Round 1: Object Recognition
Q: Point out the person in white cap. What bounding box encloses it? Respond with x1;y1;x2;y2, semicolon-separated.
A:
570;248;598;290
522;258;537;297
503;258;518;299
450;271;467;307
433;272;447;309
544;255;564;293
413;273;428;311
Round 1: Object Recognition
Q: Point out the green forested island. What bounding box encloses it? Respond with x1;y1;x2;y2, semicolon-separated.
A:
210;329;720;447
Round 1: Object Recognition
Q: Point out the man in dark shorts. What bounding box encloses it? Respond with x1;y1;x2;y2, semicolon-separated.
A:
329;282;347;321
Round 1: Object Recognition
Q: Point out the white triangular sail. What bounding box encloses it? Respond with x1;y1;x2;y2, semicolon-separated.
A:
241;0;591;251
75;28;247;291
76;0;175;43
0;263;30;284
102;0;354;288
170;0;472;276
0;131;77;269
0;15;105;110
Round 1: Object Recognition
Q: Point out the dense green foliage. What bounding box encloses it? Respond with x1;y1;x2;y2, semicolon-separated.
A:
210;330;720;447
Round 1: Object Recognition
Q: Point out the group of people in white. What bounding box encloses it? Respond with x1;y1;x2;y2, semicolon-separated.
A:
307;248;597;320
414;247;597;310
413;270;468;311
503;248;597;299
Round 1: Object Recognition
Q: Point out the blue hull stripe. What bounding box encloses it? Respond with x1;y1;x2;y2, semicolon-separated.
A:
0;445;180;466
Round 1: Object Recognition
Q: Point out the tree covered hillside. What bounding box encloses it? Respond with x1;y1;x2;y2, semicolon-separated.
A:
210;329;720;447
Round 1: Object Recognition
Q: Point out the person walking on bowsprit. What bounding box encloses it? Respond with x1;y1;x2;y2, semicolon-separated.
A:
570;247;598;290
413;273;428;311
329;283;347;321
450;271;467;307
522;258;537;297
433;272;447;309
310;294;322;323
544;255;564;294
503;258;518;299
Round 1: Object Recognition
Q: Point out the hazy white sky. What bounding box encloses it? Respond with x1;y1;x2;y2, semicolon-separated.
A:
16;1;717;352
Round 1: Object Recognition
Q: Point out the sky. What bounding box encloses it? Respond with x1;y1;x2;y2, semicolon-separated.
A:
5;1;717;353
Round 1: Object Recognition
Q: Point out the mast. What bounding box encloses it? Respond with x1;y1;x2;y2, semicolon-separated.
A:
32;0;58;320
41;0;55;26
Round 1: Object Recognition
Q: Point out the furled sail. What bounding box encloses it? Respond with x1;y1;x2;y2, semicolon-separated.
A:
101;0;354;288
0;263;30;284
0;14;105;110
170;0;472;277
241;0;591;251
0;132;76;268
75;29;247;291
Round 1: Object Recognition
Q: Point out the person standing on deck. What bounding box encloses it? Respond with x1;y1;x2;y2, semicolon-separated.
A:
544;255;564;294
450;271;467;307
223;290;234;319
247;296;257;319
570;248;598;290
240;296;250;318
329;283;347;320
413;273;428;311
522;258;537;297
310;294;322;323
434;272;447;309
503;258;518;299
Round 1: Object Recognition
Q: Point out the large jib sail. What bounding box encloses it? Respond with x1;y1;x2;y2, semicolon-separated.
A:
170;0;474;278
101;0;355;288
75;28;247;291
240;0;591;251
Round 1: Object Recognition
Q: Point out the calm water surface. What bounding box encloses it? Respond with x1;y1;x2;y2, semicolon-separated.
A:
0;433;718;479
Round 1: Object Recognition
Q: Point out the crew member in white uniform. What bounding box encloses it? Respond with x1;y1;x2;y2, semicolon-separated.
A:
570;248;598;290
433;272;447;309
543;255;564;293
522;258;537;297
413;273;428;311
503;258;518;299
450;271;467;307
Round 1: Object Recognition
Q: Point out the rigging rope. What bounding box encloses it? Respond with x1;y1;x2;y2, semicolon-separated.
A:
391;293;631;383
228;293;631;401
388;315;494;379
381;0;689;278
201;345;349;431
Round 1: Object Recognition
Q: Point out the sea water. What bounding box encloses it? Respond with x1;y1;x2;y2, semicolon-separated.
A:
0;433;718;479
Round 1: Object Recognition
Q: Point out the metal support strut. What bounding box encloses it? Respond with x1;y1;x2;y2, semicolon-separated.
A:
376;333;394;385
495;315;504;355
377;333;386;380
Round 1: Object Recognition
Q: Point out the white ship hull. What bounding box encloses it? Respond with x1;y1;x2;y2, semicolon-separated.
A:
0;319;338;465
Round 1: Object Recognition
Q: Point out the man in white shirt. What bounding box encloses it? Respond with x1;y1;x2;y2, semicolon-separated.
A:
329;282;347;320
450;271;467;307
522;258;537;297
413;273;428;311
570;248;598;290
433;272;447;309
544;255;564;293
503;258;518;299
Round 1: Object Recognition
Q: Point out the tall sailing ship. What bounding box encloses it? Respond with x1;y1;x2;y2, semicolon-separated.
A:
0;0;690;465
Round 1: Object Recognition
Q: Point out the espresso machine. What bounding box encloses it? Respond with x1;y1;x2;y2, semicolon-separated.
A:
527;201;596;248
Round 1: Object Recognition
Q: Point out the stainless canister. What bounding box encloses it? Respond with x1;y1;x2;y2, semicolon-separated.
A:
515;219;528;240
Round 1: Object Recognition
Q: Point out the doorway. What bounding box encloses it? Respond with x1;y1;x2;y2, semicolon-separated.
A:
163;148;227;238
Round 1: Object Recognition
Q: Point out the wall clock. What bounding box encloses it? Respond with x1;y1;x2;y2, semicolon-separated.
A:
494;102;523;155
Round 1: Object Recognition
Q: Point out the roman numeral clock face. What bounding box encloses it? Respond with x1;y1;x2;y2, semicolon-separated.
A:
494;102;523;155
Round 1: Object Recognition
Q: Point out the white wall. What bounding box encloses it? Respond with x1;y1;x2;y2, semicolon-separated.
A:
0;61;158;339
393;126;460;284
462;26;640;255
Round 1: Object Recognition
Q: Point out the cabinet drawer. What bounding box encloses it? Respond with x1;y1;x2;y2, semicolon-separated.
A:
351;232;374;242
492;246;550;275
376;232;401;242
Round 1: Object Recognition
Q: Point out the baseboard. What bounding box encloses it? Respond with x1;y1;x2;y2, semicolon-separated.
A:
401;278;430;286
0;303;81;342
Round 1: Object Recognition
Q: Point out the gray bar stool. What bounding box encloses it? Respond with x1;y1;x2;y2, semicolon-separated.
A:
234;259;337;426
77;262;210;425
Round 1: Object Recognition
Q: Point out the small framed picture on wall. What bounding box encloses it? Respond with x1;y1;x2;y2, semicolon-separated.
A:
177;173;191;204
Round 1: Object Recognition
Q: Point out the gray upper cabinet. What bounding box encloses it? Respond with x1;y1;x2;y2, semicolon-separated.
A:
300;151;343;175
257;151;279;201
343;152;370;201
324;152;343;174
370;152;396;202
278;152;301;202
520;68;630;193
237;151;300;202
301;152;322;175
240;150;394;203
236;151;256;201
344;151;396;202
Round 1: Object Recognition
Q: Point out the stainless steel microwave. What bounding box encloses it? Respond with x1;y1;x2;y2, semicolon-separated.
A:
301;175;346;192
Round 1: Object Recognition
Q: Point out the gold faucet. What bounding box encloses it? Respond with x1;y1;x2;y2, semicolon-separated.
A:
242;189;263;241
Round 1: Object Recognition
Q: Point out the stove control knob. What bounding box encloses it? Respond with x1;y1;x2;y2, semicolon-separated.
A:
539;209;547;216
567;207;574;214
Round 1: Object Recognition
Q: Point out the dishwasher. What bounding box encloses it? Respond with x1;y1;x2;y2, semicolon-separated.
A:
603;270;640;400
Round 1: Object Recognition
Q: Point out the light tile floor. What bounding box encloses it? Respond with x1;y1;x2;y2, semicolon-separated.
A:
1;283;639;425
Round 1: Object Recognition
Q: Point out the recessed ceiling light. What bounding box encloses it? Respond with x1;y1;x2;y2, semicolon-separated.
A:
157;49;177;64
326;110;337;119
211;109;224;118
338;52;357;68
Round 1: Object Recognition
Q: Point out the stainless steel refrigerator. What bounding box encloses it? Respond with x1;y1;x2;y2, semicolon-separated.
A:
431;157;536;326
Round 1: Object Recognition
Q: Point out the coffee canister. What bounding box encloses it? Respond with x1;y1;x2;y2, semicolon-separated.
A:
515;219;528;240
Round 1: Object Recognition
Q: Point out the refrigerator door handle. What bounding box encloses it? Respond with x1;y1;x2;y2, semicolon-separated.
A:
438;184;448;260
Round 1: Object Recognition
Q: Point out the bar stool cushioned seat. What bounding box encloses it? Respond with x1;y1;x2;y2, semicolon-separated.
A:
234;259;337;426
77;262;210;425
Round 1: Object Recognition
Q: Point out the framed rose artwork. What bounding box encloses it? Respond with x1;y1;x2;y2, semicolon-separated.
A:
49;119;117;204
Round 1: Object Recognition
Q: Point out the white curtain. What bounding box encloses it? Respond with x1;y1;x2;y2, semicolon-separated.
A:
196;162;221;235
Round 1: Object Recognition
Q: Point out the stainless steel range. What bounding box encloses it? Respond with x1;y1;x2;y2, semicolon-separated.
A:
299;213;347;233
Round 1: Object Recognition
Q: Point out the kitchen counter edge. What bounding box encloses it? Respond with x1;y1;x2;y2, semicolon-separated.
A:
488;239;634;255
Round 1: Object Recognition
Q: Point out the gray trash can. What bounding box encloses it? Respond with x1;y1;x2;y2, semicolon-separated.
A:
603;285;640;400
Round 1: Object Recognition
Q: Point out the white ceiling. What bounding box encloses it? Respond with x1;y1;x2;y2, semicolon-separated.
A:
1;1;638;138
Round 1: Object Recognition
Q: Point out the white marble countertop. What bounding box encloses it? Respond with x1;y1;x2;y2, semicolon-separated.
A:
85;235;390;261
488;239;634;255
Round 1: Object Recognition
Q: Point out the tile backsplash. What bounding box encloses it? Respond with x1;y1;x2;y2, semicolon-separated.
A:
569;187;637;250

◆ **What is required**
Take the line containing "Q: Point out the stainless steel range." and each line after it up to the last line of the listing, and print them exactly.

◆ **Written answer**
Q: Point out the stainless steel range. What bounding box encloses it? Respond with x1;y1;x2;y2, semicolon-separated.
A:
299;213;347;233
Round 1: Object Recognition
Q: Point out the kitchen counter edge. What bounding box encloses it? Respond with x1;y1;x2;y2, semicolon-separated.
A:
488;239;634;255
Round 1: Object Recognition
Q: Point out the gray trash can. What bounding box encloses it? Respond with x1;y1;x2;y2, semicolon-separated.
A:
603;285;640;400
Round 1: Object Recognition
Q: Point out the white ceiling. What bounding box encloses it? Respond with x1;y1;x2;y2, semicolon-separated.
A:
1;1;638;138
Round 1: Object Recognition
Q: Point out the white marble countertop. What bounding box encloses it? Respond with x1;y1;x2;y2, semicolon-separated.
A:
85;235;390;261
488;239;634;255
Round 1: Object Recognition
Q: Point out the tile backsplash. What bounding box encloses it? Respond with x1;y1;x2;y2, semicolon-separated.
A:
569;187;637;250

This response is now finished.